* _What the task asks_
Your task is to restate word for word the lines of the listing below that start at the one containing "Examine the provided" and run to the end; please add nothing.
--- START ---
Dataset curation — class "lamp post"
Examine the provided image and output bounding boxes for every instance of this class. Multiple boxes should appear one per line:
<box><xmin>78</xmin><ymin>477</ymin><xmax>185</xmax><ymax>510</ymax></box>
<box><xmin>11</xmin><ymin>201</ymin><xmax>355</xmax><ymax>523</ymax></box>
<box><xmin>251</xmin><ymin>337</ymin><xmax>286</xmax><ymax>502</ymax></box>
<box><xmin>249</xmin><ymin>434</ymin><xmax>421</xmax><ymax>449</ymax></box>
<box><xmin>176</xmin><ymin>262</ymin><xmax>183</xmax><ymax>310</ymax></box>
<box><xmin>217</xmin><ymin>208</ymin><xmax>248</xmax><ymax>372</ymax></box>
--- END ---
* _Expected answer_
Examine the provided image and output bounding boxes for every instance of this class. Multiple boxes should appear one per line:
<box><xmin>78</xmin><ymin>477</ymin><xmax>185</xmax><ymax>510</ymax></box>
<box><xmin>11</xmin><ymin>201</ymin><xmax>355</xmax><ymax>523</ymax></box>
<box><xmin>251</xmin><ymin>337</ymin><xmax>286</xmax><ymax>502</ymax></box>
<box><xmin>249</xmin><ymin>434</ymin><xmax>421</xmax><ymax>449</ymax></box>
<box><xmin>176</xmin><ymin>262</ymin><xmax>183</xmax><ymax>310</ymax></box>
<box><xmin>217</xmin><ymin>208</ymin><xmax>248</xmax><ymax>372</ymax></box>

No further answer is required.